### [TO DO]
Each of the entries beneath this task should be written out exactly.

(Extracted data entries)
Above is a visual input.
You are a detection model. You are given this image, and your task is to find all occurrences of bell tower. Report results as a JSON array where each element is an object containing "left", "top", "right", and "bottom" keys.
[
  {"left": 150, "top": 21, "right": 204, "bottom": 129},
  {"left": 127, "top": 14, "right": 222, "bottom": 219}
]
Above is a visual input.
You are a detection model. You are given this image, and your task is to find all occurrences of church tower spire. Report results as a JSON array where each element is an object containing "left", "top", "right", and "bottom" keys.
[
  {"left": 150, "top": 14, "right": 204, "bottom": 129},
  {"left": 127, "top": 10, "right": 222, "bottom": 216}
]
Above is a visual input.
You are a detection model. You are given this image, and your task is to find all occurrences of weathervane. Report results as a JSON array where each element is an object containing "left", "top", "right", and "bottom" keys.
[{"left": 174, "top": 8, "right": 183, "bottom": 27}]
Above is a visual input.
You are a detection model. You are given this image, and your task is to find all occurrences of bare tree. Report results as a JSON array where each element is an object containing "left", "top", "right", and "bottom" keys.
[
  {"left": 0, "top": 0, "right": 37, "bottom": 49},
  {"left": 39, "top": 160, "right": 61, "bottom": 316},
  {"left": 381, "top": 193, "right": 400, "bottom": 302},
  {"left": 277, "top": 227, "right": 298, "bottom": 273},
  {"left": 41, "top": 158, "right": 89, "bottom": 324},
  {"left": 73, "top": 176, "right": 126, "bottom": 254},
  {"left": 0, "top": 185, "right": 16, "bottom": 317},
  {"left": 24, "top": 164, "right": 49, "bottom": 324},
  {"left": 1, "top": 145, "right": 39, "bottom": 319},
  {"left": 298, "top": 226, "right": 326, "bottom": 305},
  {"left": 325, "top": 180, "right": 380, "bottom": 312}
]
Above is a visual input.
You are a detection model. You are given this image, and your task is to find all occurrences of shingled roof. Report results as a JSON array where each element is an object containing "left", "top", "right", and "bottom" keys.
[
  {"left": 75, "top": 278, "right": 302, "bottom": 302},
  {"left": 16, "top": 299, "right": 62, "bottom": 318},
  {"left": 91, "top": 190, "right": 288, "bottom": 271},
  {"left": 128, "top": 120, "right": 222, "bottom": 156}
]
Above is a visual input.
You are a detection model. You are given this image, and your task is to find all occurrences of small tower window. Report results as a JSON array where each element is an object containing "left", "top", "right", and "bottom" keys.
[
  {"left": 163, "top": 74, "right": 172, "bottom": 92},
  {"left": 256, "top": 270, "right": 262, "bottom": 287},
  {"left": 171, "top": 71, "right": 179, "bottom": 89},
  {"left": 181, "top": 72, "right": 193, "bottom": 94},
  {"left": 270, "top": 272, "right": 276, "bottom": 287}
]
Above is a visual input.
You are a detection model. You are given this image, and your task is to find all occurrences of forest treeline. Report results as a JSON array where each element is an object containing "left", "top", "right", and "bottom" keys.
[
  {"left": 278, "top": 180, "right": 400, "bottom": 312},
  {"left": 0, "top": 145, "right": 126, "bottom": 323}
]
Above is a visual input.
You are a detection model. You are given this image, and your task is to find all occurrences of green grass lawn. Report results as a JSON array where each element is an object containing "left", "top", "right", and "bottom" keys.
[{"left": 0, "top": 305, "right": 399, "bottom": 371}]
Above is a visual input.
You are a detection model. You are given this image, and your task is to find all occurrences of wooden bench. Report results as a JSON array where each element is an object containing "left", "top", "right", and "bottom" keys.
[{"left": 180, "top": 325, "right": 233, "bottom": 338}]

### [OUTPUT FOR THIS TASK]
Above is a visual input.
You are a detection model. You are given this image, and your task is to find all occurrences of bell tower. Report results as a JSON array where each element is an object containing "left", "top", "right", and "bottom" keys.
[
  {"left": 150, "top": 21, "right": 204, "bottom": 129},
  {"left": 127, "top": 14, "right": 222, "bottom": 219}
]
Above is a visual input.
You are a detection model. You are given this image, and your task is to find all occurrences of church tower spire. Report results as a JSON array where each element is an object containing "left", "top", "right", and "bottom" keys.
[
  {"left": 150, "top": 14, "right": 204, "bottom": 129},
  {"left": 127, "top": 10, "right": 222, "bottom": 216}
]
Above is a visual input.
You are a detection model. You are given this image, and your task is to find all occurrences of weathervane. Report results as a JSON array where each element is an object containing "left", "top", "right", and "bottom" keys.
[{"left": 174, "top": 8, "right": 183, "bottom": 27}]
Above is a visual input.
You are a detection model. You are given this image, and your task is to find all occurrences of bare tree. Report results as a JSON array where each element is an object containing "left", "top", "right", and "bottom" keys.
[
  {"left": 0, "top": 0, "right": 37, "bottom": 49},
  {"left": 39, "top": 160, "right": 61, "bottom": 316},
  {"left": 381, "top": 193, "right": 400, "bottom": 302},
  {"left": 277, "top": 227, "right": 298, "bottom": 273},
  {"left": 41, "top": 158, "right": 89, "bottom": 324},
  {"left": 73, "top": 176, "right": 126, "bottom": 254},
  {"left": 0, "top": 185, "right": 16, "bottom": 317},
  {"left": 24, "top": 164, "right": 49, "bottom": 324},
  {"left": 1, "top": 145, "right": 39, "bottom": 319},
  {"left": 298, "top": 226, "right": 326, "bottom": 305},
  {"left": 325, "top": 180, "right": 380, "bottom": 312}
]
Above is a visual input.
You are a detection model. You are given this image, and your task is to find all occurrences of shingled roof. Report results as a JSON array where each element is an object containing "left", "top", "right", and "bottom" keys.
[
  {"left": 75, "top": 278, "right": 302, "bottom": 302},
  {"left": 16, "top": 299, "right": 62, "bottom": 318},
  {"left": 91, "top": 190, "right": 288, "bottom": 271},
  {"left": 128, "top": 120, "right": 222, "bottom": 156}
]
Above is a visual input.
You are a detection model. You are given this image, and your task is to find all occurrences of small tower window. Report results as a JSON array where each element is an object containing "left", "top", "right", and "bottom" keys.
[
  {"left": 163, "top": 74, "right": 172, "bottom": 92},
  {"left": 256, "top": 270, "right": 262, "bottom": 287},
  {"left": 171, "top": 71, "right": 179, "bottom": 89},
  {"left": 181, "top": 72, "right": 193, "bottom": 94},
  {"left": 270, "top": 272, "right": 276, "bottom": 287}
]
Above is a visual input.
You are a detection model. You are given this image, and your task is to find all occurrences of forest treeline. Report results as a JSON array where each element is an object containing "left", "top", "right", and "bottom" keys.
[
  {"left": 278, "top": 180, "right": 400, "bottom": 312},
  {"left": 0, "top": 145, "right": 126, "bottom": 323}
]
Above is a visual input.
You are a detection model. You are given this image, and your task is to find all occurrences of green grass lawn. Report results as a JSON array where each element is an object containing "left", "top", "right", and "bottom" keys.
[{"left": 0, "top": 305, "right": 399, "bottom": 371}]
Above is a visual input.
You are a detection model. You are given this image, and your task is to find all occurrences of wooden bench. Report results as a JSON array where each element is an object containing "left", "top", "right", and "bottom" keys.
[{"left": 180, "top": 325, "right": 233, "bottom": 338}]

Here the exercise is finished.